PROBLEM DETAILS:
Retype all material exactly. Pictures stay out of the copy.

TASK INPUTS:
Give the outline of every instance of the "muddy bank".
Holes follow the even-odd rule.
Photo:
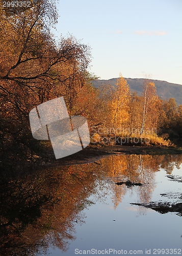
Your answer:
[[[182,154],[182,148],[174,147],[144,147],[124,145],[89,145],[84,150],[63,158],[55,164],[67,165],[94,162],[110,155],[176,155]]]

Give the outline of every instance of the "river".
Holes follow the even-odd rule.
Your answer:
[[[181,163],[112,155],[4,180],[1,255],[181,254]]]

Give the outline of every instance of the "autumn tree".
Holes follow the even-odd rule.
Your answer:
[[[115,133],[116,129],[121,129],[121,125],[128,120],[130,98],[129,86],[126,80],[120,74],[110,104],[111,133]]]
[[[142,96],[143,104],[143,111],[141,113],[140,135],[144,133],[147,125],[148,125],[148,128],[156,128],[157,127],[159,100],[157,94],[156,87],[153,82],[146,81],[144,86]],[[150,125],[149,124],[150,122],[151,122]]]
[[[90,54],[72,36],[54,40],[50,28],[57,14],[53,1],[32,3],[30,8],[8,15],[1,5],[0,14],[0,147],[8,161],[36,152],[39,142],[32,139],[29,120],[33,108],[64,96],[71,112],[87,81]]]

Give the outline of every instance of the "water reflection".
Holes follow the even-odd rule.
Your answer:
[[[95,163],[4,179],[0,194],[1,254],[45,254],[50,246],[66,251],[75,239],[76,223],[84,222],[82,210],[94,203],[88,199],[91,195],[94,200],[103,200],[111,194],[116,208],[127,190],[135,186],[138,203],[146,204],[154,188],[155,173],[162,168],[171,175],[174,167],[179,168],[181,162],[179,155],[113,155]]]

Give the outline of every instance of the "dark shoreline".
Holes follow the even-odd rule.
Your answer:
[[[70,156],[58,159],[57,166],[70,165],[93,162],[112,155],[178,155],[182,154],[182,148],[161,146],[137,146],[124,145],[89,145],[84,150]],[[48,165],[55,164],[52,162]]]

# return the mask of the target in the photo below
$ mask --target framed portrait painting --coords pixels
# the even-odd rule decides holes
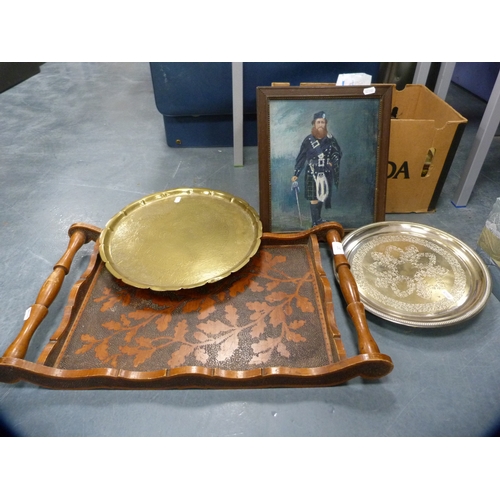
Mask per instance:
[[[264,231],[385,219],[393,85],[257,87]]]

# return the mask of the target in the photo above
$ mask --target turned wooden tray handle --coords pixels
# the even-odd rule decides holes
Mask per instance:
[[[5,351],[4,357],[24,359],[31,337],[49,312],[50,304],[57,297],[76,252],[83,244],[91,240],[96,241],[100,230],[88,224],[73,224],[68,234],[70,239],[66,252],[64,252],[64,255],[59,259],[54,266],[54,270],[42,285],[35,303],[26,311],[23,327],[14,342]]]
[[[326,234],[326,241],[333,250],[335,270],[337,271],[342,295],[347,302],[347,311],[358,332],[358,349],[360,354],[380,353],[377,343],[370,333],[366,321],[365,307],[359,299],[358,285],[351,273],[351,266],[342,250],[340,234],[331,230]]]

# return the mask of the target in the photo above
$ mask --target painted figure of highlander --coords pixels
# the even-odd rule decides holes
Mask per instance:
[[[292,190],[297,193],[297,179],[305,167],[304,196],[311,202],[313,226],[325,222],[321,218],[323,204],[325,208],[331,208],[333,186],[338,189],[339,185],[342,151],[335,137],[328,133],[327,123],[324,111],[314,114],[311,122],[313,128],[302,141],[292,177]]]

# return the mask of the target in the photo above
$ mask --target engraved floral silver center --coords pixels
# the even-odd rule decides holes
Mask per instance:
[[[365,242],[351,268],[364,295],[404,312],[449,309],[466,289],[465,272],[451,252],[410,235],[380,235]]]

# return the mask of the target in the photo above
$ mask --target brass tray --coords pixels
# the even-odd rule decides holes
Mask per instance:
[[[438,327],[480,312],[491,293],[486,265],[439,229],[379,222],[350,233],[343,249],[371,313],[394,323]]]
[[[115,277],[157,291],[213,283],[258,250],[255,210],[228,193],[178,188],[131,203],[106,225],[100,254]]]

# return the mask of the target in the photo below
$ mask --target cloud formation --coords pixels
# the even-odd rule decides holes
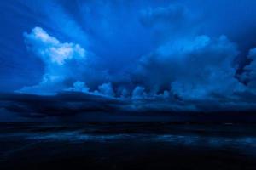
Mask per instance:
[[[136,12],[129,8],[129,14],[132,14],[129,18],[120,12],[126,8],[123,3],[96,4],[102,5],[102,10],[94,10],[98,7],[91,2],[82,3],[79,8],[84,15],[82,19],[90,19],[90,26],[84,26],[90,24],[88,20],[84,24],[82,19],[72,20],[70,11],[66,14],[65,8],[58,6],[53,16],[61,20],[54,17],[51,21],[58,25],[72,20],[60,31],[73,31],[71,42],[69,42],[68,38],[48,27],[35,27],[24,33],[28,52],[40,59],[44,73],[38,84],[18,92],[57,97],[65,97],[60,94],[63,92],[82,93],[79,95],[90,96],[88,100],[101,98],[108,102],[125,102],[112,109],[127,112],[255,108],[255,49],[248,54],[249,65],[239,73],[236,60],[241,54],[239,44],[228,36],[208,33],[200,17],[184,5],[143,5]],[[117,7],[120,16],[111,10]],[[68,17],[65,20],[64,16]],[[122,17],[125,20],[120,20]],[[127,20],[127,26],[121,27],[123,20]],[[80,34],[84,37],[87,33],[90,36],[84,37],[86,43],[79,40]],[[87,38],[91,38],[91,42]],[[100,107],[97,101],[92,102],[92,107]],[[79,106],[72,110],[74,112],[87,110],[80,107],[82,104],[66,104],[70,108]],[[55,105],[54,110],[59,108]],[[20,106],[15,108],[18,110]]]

FINAL RESULT:
Give the outline of every instance of the "muddy bank".
Holes follow the even-odd rule.
Photo:
Your answer:
[[[182,154],[182,148],[174,147],[144,147],[124,145],[89,145],[84,150],[63,158],[55,164],[67,165],[94,162],[110,155],[176,155]]]

Give the outline of every instance of the "river".
Holes follow the even-odd rule.
Your answer:
[[[181,163],[112,155],[4,180],[1,255],[181,254]]]

Give the outline of every instance of the "autumn tree".
Holes follow the even-odd rule.
Your answer:
[[[115,133],[116,129],[121,129],[121,125],[128,120],[130,98],[129,86],[126,80],[120,74],[110,104],[111,133]]]
[[[142,96],[143,104],[143,111],[141,113],[140,135],[144,133],[147,125],[148,125],[148,128],[156,128],[157,127],[159,100],[157,94],[156,87],[153,82],[146,81],[144,86]],[[150,125],[149,124],[150,122],[151,122]]]
[[[90,54],[72,36],[54,40],[50,28],[57,14],[53,1],[32,3],[30,8],[8,15],[1,5],[0,14],[0,147],[8,161],[36,152],[39,142],[32,139],[29,120],[33,108],[64,96],[71,112],[87,81]]]

Give the outline of every instance of the "water reflection".
Holes follow the even-odd rule.
Your answer:
[[[95,163],[4,179],[0,194],[1,254],[45,254],[50,246],[66,251],[75,239],[76,223],[84,222],[82,210],[94,203],[88,199],[91,195],[94,200],[103,200],[111,194],[116,208],[127,190],[135,186],[138,203],[146,204],[154,188],[155,173],[162,168],[171,175],[174,167],[179,168],[181,162],[179,155],[113,155]]]

Give the outline of every instance of the "dark shoreline".
Holes follow the even-odd rule.
Your answer:
[[[70,156],[58,159],[57,166],[70,165],[93,162],[112,155],[178,155],[182,154],[182,148],[161,146],[137,146],[124,145],[89,145],[84,150]],[[48,165],[55,164],[52,162]]]

# return the mask of the target in the photo below
$ mask --target framed portrait painting --coords pixels
# the even-odd rule decides holes
Mask per instance:
[[[264,231],[385,219],[393,85],[257,87]]]

# return the mask of the target in the photo above
$ mask --target turned wooden tray handle --coords pixels
# the even-odd rule decides holes
Mask per instance:
[[[5,351],[4,357],[24,359],[31,337],[49,312],[50,304],[57,297],[76,252],[83,244],[91,240],[96,241],[100,230],[88,224],[73,224],[68,234],[70,239],[66,252],[64,252],[64,255],[59,259],[54,266],[54,270],[42,285],[35,303],[26,311],[23,327],[14,342]]]
[[[326,234],[326,241],[333,250],[335,270],[337,271],[342,295],[347,302],[347,311],[358,332],[358,349],[360,354],[380,353],[377,343],[370,333],[366,321],[365,307],[359,299],[358,285],[351,273],[351,266],[342,250],[340,234],[331,230]]]

# return the mask of the target in the photo above
$ mask --target painted figure of highlander --coords pixels
# the even-odd rule decides holes
Mask per instance:
[[[292,190],[297,193],[297,179],[305,167],[304,196],[311,202],[313,226],[325,222],[321,218],[323,204],[325,208],[331,208],[333,186],[338,189],[339,185],[342,151],[335,137],[328,133],[327,123],[324,111],[314,114],[311,122],[313,128],[302,141],[292,177]]]

# return the mask of the target in the photo above
$ mask --target engraved floral silver center --coords pixels
# the even-odd rule decides holes
Mask per instance:
[[[365,242],[351,268],[364,295],[404,312],[449,309],[466,289],[465,272],[451,252],[410,235],[380,235]]]

# return the mask of the target in the photo above
$ mask --target brass tray --coords pixels
# the even-odd rule decides holes
Mask per instance:
[[[438,327],[480,312],[491,293],[486,265],[439,229],[379,222],[350,233],[343,249],[371,313],[394,323]]]
[[[115,277],[157,291],[213,283],[258,250],[255,210],[228,193],[178,188],[131,203],[106,225],[100,254]]]

# return the mask of the target in the photo below
$ mask --target cloud formation --coords pixels
# the even-odd rule decides holes
Mask per instance:
[[[136,12],[129,8],[129,14],[132,14],[129,18],[120,12],[126,8],[123,3],[96,4],[102,5],[102,10],[94,10],[98,7],[91,2],[82,3],[79,8],[84,15],[82,19],[90,19],[90,26],[84,26],[90,24],[88,20],[84,24],[82,19],[72,20],[70,11],[66,14],[65,8],[58,6],[53,16],[61,20],[54,17],[51,21],[58,25],[72,20],[60,31],[73,31],[71,42],[69,42],[68,38],[48,27],[35,27],[24,33],[28,52],[40,59],[44,73],[38,84],[18,92],[57,97],[65,97],[60,94],[63,92],[82,93],[79,95],[90,96],[88,100],[101,98],[108,102],[125,102],[112,109],[127,112],[255,108],[255,49],[248,54],[249,65],[239,73],[236,60],[241,54],[239,44],[228,36],[208,33],[200,17],[184,5],[143,5]],[[117,7],[120,16],[111,10]],[[68,17],[65,20],[64,16]],[[122,17],[125,20],[120,20]],[[127,20],[127,26],[121,27],[123,20]],[[80,34],[84,37],[87,33],[90,36],[84,37],[86,43],[79,40]],[[87,38],[91,38],[91,42]],[[100,107],[97,101],[92,102],[92,107]],[[79,106],[72,110],[74,112],[87,110],[80,107],[82,104],[66,104],[70,108]],[[55,105],[54,110],[59,108]],[[20,106],[15,108],[18,110]]]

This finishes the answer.